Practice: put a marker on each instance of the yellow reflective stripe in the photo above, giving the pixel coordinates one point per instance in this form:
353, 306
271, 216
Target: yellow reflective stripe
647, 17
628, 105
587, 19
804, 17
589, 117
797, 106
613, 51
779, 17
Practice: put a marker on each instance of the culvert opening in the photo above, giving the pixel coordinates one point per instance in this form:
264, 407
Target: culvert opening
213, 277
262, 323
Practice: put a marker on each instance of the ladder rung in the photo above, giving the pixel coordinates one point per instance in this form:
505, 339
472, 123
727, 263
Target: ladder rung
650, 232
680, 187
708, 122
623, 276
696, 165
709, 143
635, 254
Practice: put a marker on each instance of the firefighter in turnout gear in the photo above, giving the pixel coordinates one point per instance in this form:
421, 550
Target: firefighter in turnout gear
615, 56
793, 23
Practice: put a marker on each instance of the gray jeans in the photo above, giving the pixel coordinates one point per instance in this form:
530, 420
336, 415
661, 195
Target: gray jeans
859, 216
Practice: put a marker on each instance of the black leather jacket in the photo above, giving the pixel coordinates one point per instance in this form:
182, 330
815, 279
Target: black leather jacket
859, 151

What you are asked to do:
Going line by line, repeat the whole listing exactly.

Task solution:
Practice: put a marker on each instance of the yellow reflective stripe in the photo above, giving the pixel coordinates one point per instance in this form:
353, 306
271, 216
Target: yellow reflective stripe
647, 17
628, 105
587, 19
804, 17
589, 117
797, 106
613, 51
779, 17
Practice: put a marker on each instance of the culvert opening in the photo above, giving the pixel coordinates one point per instance in this form:
264, 407
Target: culvert opening
213, 277
262, 323
Practice: put a marker on each instance of the ladder rung in the photo above, giving the pixel coordinates one point per instance in this form:
505, 339
472, 123
727, 263
Target: ladder rung
650, 232
680, 187
708, 122
623, 276
696, 165
709, 143
635, 254
Practice: put a marker on each instance of the firefighter in turnout gear in the photo above, giving the pixel coordinates one point per instance in this form:
421, 550
Target: firefighter in turnout gear
615, 56
793, 23
Practice: put a marker on each instance of the gray jeans in the photo above, giving the pixel coordinates one point per instance in this form:
530, 420
336, 415
661, 195
Target: gray jeans
859, 216
Practice: put a marker on each instance of the black leather jacket in the photo above, giving the pixel coordinates one point per instance in this form:
182, 330
815, 279
Target: black leather jacket
859, 151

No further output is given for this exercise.